■ **Problem**:
Reproduce the part of the island tour account below that runs from "Our guide takes" up to and including "feels sickeningly familiar.".

Our guide takes us to each room, describing the living conditions in each space.  Each room has it's own horrific story: "This is where the men were kept," our guide says as we stand crowded together in the small dark space I'd initially mistook for a bathroom, "they were lined up against the walls so tightly that at night they could only sleep by leaning against each other.  They were held here for a maximum of three months, after that they were weighed - if they weighed less than 60 kilos, they were thrown into the ocean where they were eaten by sharks; if anyone got sick, or no one bought them, they were thrown into the ocean and eaten by sharks.  Approximately 20 million people passed through this island on their way to slavery, and of those, 6 million died."  The number six million feels sickeningly familiar.

"This is where the young girls were kept,"  our guide says as we enter a room marked Jeunes Filles.  "They were picked based on the size of their breasts," he says, cupping his chest with his hands, "if they were big enough, they were sent to this room; if not, they were sent to the children's room.  The girls in this room were raped, became pregnant, and their mixed blood children were sent to live in a house on this island, becoming an elite class of métis who had status higher than their parents.  The slave girls never saw their children after giving birth."

■ **Data extract**:
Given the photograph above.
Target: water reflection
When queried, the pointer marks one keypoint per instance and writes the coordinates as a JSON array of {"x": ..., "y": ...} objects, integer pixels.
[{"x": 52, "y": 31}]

■ **Finished answer**:
Our guide takes us to each room, describing the living conditions in each space.  Each room has it's own horrific story: "This is where the men were kept," our guide says as we stand crowded together in the small dark space I'd initially mistook for a bathroom, "they were lined up against the walls so tightly that at night they could only sleep by leaning against each other.  They were held here for a maximum of three months, after that they were weighed - if they weighed less than 60 kilos, they were thrown into the ocean where they were eaten by sharks; if anyone got sick, or no one bought them, they were thrown into the ocean and eaten by sharks.  Approximately 20 million people passed through this island on their way to slavery, and of those, 6 million died."  The number six million feels sickeningly familiar.